What is required:
Please copy out every line in the records below that includes the word "guardrail".

Extracted entries START

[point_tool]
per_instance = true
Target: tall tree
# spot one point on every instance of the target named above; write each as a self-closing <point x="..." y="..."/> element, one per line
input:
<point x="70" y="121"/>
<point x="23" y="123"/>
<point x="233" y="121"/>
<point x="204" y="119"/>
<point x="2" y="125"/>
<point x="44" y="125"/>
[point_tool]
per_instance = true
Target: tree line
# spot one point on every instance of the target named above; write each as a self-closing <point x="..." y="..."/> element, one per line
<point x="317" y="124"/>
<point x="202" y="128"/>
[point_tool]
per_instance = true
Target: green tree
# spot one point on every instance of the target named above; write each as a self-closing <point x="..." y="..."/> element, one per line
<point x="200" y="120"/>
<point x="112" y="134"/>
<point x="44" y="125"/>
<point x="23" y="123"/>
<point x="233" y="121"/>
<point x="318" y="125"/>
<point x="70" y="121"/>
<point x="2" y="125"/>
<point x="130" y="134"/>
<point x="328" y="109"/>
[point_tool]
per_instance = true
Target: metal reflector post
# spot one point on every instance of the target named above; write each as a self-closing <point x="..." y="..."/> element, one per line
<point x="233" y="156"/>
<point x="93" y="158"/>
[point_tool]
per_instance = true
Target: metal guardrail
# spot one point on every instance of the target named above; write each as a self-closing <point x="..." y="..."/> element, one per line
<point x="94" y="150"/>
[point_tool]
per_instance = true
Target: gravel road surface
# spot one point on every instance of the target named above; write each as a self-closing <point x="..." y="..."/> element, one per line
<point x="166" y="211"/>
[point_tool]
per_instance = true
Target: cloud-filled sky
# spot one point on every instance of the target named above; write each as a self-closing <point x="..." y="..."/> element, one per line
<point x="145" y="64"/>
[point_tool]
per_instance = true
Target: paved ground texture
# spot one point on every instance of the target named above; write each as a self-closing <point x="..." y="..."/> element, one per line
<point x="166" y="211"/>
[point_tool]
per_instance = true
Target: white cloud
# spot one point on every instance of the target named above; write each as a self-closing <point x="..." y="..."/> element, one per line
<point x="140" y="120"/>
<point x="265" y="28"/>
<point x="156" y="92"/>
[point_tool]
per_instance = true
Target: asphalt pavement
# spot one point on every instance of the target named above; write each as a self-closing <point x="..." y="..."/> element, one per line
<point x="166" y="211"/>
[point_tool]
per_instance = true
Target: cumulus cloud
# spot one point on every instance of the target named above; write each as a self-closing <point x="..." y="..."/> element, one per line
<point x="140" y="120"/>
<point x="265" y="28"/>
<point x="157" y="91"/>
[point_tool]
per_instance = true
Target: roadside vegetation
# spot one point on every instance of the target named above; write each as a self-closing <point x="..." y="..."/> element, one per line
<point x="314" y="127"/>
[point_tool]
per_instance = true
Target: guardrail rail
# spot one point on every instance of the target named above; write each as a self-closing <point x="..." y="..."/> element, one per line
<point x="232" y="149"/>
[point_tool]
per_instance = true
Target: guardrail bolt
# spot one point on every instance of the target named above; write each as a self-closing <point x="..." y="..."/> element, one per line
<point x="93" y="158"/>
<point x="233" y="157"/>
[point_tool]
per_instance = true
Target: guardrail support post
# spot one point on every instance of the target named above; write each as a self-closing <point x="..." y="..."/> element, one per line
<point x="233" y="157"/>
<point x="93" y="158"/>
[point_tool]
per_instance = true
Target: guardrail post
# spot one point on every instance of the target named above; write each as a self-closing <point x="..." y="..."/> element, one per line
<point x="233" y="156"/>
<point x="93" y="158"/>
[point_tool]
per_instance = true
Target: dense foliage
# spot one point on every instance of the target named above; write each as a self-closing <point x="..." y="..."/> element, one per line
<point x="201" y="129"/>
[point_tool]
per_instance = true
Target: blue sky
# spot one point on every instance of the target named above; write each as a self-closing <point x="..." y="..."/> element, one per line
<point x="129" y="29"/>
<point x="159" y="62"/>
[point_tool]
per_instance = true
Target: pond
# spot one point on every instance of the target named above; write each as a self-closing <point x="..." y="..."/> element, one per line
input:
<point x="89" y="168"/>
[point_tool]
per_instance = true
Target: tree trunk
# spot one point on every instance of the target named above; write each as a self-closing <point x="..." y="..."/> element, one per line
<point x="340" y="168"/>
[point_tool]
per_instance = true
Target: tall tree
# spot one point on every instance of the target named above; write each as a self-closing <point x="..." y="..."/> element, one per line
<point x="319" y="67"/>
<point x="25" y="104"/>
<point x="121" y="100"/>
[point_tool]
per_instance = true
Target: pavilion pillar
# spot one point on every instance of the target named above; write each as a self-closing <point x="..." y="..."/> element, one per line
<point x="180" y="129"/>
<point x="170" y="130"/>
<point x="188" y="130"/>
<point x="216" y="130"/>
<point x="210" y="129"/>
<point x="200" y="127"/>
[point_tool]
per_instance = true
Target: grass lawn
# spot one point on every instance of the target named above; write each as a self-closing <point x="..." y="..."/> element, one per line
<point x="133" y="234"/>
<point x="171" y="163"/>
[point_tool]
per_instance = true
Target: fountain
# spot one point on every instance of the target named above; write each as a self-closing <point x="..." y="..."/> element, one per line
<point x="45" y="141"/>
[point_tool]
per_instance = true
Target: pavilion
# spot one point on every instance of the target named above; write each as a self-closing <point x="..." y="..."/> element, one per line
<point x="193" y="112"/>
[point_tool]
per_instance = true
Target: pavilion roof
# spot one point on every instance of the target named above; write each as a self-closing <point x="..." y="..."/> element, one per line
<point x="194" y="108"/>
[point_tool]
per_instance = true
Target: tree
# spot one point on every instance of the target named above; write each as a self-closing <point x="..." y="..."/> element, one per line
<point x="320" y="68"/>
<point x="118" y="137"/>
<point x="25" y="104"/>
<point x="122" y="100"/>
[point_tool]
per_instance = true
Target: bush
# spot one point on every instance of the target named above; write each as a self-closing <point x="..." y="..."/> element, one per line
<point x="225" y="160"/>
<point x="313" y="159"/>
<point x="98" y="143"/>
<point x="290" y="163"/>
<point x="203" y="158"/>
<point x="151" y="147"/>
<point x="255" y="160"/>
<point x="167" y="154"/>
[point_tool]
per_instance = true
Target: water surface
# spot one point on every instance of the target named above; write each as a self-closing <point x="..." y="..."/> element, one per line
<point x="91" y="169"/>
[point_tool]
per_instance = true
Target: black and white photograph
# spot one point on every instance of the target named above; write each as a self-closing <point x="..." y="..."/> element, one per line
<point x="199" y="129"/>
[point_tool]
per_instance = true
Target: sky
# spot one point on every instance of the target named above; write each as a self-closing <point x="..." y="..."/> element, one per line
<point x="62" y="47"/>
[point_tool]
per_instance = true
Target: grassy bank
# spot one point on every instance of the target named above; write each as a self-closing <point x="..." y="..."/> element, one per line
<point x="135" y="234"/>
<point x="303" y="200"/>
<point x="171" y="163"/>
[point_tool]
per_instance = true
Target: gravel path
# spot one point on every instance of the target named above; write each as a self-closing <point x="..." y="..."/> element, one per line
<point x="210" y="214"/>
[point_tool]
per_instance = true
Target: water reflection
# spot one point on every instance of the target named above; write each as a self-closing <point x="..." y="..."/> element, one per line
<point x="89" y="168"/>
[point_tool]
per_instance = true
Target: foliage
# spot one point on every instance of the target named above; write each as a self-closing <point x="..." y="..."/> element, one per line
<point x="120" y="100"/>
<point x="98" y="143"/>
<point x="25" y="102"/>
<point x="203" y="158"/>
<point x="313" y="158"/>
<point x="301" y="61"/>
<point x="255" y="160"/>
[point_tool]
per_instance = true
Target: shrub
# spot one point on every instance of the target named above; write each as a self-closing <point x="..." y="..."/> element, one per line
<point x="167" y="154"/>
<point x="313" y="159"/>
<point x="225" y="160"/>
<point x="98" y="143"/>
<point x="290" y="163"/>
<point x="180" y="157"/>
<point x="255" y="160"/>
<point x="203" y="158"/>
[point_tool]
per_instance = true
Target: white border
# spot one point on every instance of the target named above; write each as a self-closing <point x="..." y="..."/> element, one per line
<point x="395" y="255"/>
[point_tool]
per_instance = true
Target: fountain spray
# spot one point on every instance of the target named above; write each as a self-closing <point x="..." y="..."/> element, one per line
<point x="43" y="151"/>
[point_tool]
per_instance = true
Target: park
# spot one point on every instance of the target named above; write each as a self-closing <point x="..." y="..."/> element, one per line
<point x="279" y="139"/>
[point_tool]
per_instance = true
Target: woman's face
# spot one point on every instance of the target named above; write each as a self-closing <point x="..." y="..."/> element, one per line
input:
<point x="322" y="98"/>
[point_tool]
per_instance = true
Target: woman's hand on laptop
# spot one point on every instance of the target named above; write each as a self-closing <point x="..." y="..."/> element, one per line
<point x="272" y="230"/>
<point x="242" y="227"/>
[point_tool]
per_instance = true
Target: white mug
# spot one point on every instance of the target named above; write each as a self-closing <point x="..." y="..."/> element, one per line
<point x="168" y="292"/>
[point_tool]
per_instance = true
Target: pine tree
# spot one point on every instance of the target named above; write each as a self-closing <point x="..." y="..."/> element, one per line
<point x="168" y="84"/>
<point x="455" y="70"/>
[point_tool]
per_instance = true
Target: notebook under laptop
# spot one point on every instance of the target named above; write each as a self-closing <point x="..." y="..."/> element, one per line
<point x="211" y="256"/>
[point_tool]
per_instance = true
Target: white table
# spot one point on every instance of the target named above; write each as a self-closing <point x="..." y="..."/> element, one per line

Extracted entries END

Solution below:
Target: metal guardrail
Target: guardrail rail
Target: guardrail bolt
Target: guardrail support post
Target: guardrail post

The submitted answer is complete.